======== INFORMATION SUPPLIED

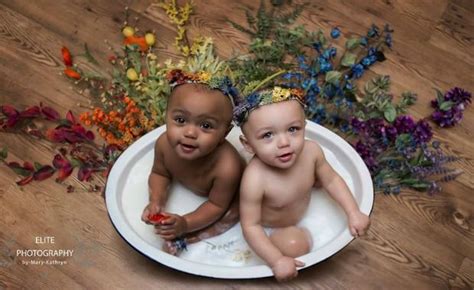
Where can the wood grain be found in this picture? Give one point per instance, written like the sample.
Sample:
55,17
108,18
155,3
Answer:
416,241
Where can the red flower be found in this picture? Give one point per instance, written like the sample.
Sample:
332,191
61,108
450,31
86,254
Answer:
72,73
70,117
50,113
31,112
43,173
64,172
140,41
25,180
84,174
55,135
59,161
66,56
9,111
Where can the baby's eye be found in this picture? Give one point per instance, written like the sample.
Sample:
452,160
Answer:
293,129
206,125
179,120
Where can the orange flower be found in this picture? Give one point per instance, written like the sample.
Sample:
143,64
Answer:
72,73
140,41
66,56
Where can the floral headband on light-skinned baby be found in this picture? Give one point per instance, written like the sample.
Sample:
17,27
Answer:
265,97
222,83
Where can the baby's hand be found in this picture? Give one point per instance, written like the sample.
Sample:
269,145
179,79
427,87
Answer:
285,268
359,223
171,227
150,210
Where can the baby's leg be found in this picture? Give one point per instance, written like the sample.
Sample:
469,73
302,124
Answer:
292,241
228,220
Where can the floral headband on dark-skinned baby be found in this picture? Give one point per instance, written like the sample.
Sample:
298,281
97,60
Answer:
265,97
222,83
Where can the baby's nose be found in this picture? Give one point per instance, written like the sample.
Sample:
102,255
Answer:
283,141
190,131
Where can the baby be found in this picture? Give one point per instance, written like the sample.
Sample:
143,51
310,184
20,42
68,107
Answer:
276,185
194,152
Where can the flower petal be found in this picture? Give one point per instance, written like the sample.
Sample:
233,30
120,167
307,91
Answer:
43,173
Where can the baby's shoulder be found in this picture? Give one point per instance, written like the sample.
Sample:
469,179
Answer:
312,148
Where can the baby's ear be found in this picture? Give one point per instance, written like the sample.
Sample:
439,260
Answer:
246,144
229,129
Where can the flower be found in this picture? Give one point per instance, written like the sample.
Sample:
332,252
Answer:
335,32
422,132
404,124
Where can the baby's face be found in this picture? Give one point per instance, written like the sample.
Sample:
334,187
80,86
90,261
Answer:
197,120
275,133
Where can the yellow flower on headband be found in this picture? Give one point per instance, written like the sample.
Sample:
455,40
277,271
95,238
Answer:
204,76
280,94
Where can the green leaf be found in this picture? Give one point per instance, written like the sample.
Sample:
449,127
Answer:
21,171
37,166
348,59
445,106
352,43
4,153
390,113
333,77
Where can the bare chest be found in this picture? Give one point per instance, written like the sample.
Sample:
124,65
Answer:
286,190
198,179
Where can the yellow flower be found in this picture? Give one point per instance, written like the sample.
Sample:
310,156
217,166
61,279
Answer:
279,94
204,76
150,39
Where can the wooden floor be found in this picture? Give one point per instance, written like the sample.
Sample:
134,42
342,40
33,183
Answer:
416,241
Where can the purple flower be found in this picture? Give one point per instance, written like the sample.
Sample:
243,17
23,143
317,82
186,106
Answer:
335,32
422,133
458,95
357,70
448,118
404,124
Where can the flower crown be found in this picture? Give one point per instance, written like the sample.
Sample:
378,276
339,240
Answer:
222,83
265,97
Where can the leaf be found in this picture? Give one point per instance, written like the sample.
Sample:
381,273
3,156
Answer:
333,77
446,106
352,43
390,113
348,59
18,169
4,153
38,166
43,173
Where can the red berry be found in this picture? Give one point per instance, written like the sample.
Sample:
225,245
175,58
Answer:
157,217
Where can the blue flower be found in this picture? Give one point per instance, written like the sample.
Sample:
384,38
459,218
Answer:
335,32
324,65
357,70
317,46
373,31
388,39
253,99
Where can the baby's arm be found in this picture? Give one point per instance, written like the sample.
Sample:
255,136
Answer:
158,183
251,198
224,187
340,192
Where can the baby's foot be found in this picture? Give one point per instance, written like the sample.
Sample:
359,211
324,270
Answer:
174,247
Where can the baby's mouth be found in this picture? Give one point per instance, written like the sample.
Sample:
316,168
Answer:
285,157
187,148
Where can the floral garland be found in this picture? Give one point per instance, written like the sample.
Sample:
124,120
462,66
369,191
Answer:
398,150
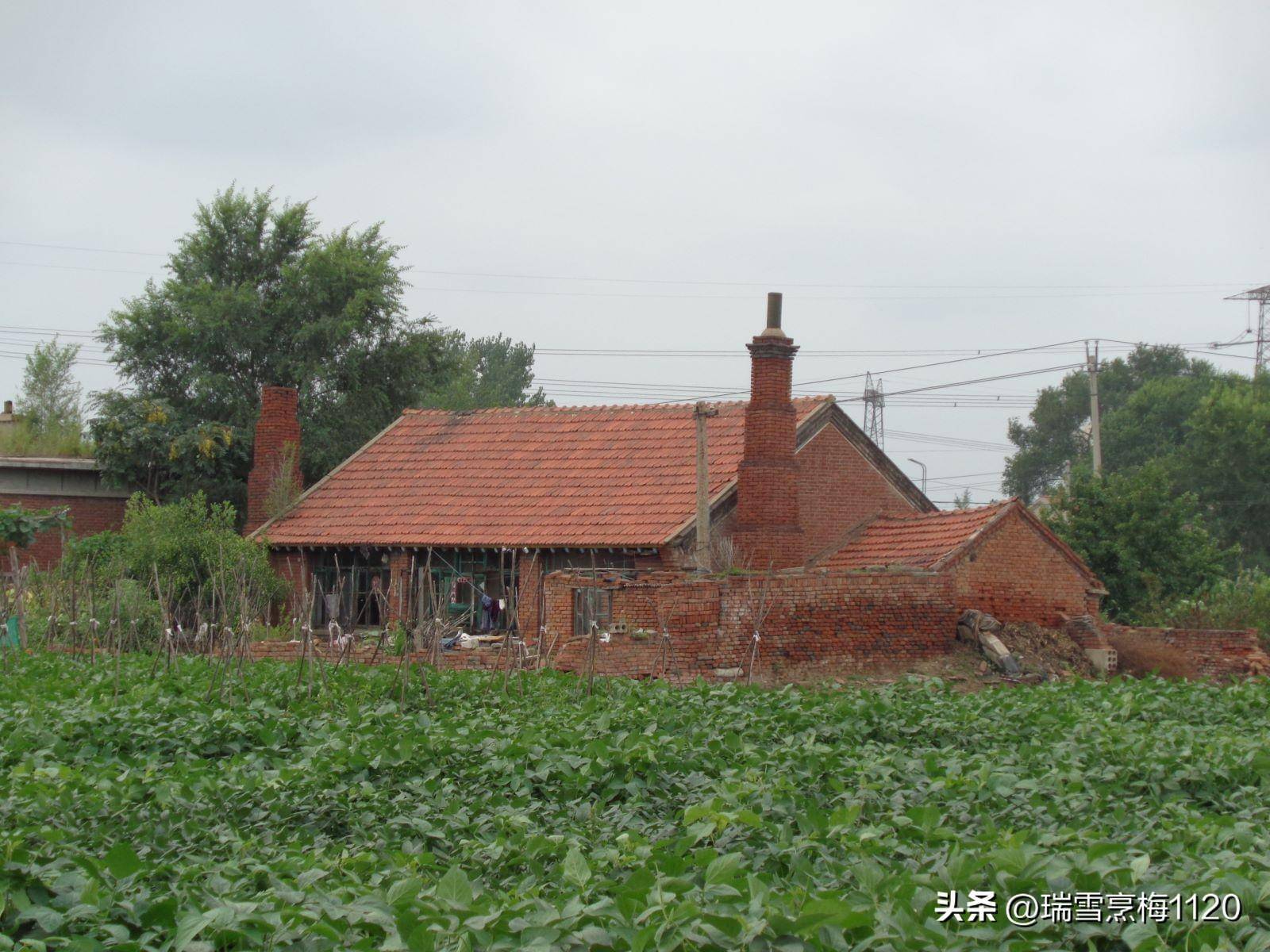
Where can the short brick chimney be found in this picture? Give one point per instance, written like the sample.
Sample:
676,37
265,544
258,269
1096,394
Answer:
768,532
277,428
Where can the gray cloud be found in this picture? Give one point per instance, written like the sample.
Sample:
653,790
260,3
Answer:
852,144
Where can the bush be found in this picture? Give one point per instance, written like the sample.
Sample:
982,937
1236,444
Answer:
1146,543
22,438
1242,602
190,549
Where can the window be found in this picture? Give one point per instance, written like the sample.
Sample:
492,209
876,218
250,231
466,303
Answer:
592,606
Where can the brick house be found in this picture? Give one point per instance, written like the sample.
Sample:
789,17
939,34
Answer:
60,482
588,516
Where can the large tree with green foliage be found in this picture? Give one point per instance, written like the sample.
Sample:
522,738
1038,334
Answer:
1147,543
488,372
258,296
48,405
1145,399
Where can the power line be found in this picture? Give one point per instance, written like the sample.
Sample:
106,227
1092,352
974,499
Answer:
522,276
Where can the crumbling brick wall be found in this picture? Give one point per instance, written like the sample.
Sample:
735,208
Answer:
1016,575
1218,654
89,516
817,626
837,489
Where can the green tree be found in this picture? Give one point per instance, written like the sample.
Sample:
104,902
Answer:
145,443
258,296
50,397
1057,435
488,372
1149,543
19,527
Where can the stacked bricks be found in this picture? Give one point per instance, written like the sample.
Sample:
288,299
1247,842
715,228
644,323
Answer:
1218,654
768,532
277,428
89,516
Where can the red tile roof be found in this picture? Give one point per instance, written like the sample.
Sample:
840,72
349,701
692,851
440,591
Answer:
918,541
607,476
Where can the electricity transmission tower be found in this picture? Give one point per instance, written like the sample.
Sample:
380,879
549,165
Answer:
874,405
1261,296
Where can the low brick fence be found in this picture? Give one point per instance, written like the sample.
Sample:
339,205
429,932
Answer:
813,626
482,659
1219,654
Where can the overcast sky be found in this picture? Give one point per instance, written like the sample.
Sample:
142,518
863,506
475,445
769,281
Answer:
918,178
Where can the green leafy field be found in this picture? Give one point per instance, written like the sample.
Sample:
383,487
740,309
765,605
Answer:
639,818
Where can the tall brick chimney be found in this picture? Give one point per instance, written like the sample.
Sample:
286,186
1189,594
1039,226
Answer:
768,527
277,428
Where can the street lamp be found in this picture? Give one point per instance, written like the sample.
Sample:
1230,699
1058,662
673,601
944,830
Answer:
924,473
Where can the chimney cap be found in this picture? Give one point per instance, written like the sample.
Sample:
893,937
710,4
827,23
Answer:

================

__WHAT IS REQUIRED__. Copy out all of the rows above word for word, leaving out the pictures.

__WRITTEN SOLUTION__.
Where can the wood grain be found in this picture? Give one point per instance, written like the sample.
Sample:
55,17
108,18
155,3
Answer:
416,241
Where can the red flower be found in this picture? Give one point per instance, written like the sample.
Sample:
332,191
61,108
450,31
86,254
Answer:
72,73
70,117
50,113
31,112
43,173
64,172
140,41
25,180
84,174
55,135
59,161
66,56
9,111
Where can the baby's eye be found in this picture? Give one point per instance, written like the sample.
Sample:
452,160
Answer:
293,129
206,125
179,120
Where can the orange flower be found in this picture? Give one point per instance, written like the sample.
Sample:
143,64
Answer:
72,73
140,41
66,56
Where can the floral headband on light-skinned baby be found in this picture? Give one point per instance, written like the sample.
Sample:
17,27
Answer:
265,97
222,83
Where can the baby's hand be found in this picture? Give one point per instance, written like the sample.
Sample:
269,145
179,79
427,87
Answer:
285,268
359,223
171,227
150,210
Where can the baby's leg be found in this picture? Give one point per instance, written like the sample.
Sample:
469,73
302,124
Answer:
292,241
228,220
Where can the floral headband on dark-skinned baby be found in this picture? Give one point per instance, written like the sample.
Sample:
298,281
97,60
Answer:
265,97
222,83
Where can the baby's nose be found in this picture? Give one point per instance, written like the sample.
Sample:
102,255
Answer:
283,141
190,131
Where can the baby be found in this picture? Give one point per instance, written like the sample.
Sample:
143,51
310,184
20,42
68,107
Answer:
276,185
194,152
Where can the flower petal be found in this picture? Give one point per instance, written like the sample.
Sample:
233,30
120,167
307,91
Answer:
43,173
Where can the baby's shoulder be found in this picture? Give one point per instance, written like the sample.
Sample:
469,179
Answer:
312,148
Where can the baby's ear be found in this picture? Give one point per instance, written like the sample.
Sample:
439,260
Answer:
246,144
229,129
Where can the flower be found in this picture? Give one point per instance, written like the sample.
Sample:
332,252
Answer:
335,32
422,132
404,124
Where can the baby's face be found in this picture? Give one point per instance, written like the sample.
Sample:
334,187
80,86
90,261
Answer:
197,120
275,133
Where can the yellow flower on headband be found in this picture? Give one point per instance, written like the sample.
Sample:
455,40
277,271
95,238
Answer:
204,76
280,94
Where can the green leaf be found in this picture? Give one point per instance, written like the sample.
Sample:
449,127
Answer:
21,171
37,166
348,59
445,106
352,43
4,153
390,113
333,77
Where can the bare chest be found in this picture? Give one point per instance, written like the sample.
Sample:
124,65
Answer:
286,190
198,179
Where can the yellow flower be found in this picture? Give one point per instance, written like the sample.
Sample:
310,156
217,166
61,279
Answer:
279,94
204,76
150,39
Where can the wooden floor be found in this picture? Give one point per instance, written like the sample.
Sample:
134,42
342,40
33,183
Answer:
416,241
Where can the purple flower be found in this picture? Give one point per instance, written like the sample.
Sample:
243,17
23,143
317,82
186,106
Answer:
335,32
422,133
458,95
357,70
448,118
404,124
Where can the flower crown be found in this picture? Give one point per instance, written like the sample.
Sample:
378,276
339,240
Answer:
222,83
265,97
Where can the leaf be found in this picture? Give one point per instance, written like the sample.
Sample:
381,273
3,156
Answer:
333,77
446,106
352,43
390,113
348,59
18,169
4,153
38,166
43,173
Where can the red berry be found in this picture? Give one point per instance, written like the sample.
Sample:
225,245
175,58
Answer:
157,217
Where can the blue flower be found in this picture? Give one point per instance, written like the sample.
Sample:
384,38
459,218
Answer:
335,32
324,65
357,70
317,46
373,31
388,39
253,99
Where can the baby's arm be found in this picture? Give one point per instance, written like the sample.
Sample:
255,136
Answer:
158,183
251,198
224,187
340,192
Where can the baby's foot be found in this picture? Give one point per instance, written like the sample.
Sample:
359,211
324,270
Answer:
174,247
Where can the baby's mouth be found in this picture? Give one point per instance, written like the sample.
Sample:
316,168
Answer:
285,157
187,148
Where can the floral garland be found in this picture? Give one point per instance, written like the sample.
Sample:
124,120
462,66
369,191
Answer:
398,150
Where can the short brick chimney be found in this picture? Give one point per instance, written like the sample.
Sample:
676,37
265,544
258,269
1096,394
Answer:
768,532
277,428
Where can the gray cloud be found in this picture? Give one point per instance, written like the sample.
Sample:
653,790
260,3
Answer:
852,144
Where can the bush be found in this picture? Give one point per instance, written like the sample.
Sample:
982,937
1236,444
Answer:
1146,543
22,438
1242,602
190,549
Where can the window be found in this picture? Give one point per instance, written like the sample.
Sample:
492,209
876,218
250,231
466,303
Answer:
592,606
Where can the brick house be found in this picture? Give one point per instance, written like the sample.
Sample:
789,17
939,34
Answer:
60,482
588,516
Where can the large tree with green foliage be found in this picture? Give one point per instance, written like the sample.
Sample:
522,738
1038,334
Answer:
1147,543
488,372
258,296
48,405
1145,399
Where can the power line be found in this picture? Give one point per instance, written like the sample.
Sample:
106,227
1092,352
974,499
Answer:
522,276
Where can the crumbling brick wall be found in this picture? Give one point per instance, written like the sample.
Sample:
735,208
Answer:
1016,575
1218,654
89,516
817,626
837,489
Where can the green tree be found in this picture? Give one point per instance, written like the sample.
Sample:
104,902
Answer:
145,443
258,296
50,397
1057,435
488,372
1149,543
19,527
Where can the stacked bricks be found in this picture? Give one point per instance, written like the sample.
Sample:
288,299
1247,842
715,228
644,323
Answer:
1218,654
768,532
277,428
89,516
Where can the red tile roof be found in this picture? Give one point per instance, written like the sample.
Sample:
840,72
349,701
692,851
440,591
Answer:
918,541
607,476
Where can the electricity transmission tower be found in this picture? Give one point per instance, written like the sample.
Sample:
380,879
549,165
Answer:
874,405
1261,296
Where can the low brick fence be found in this picture? Give one point per instance, written like the sample.
Sample:
339,205
429,932
Answer:
813,626
482,659
1219,654
Where can the overcast sky be found in this picture? Give one point per instance, written like the sample.
Sample:
142,518
863,506
475,445
769,281
Answer:
918,178
Where can the green leafy field be found in this picture? Give one point per instance, written like the sample.
Sample:
383,487
740,309
765,605
Answer:
639,818
Where can the tall brick chimney be found in this picture? Give one point per instance, written like the sample.
Sample:
286,186
1189,594
1039,226
Answer:
768,527
277,428
Where can the street lamp be found in this picture? Give one point per instance, written like the sample.
Sample:
1230,699
1058,662
673,601
944,830
Answer:
924,473
Where can the chimney cap be found in this picture? Give one point per instance, written like the sample.
Sample:
893,937
710,4
827,23
Answer:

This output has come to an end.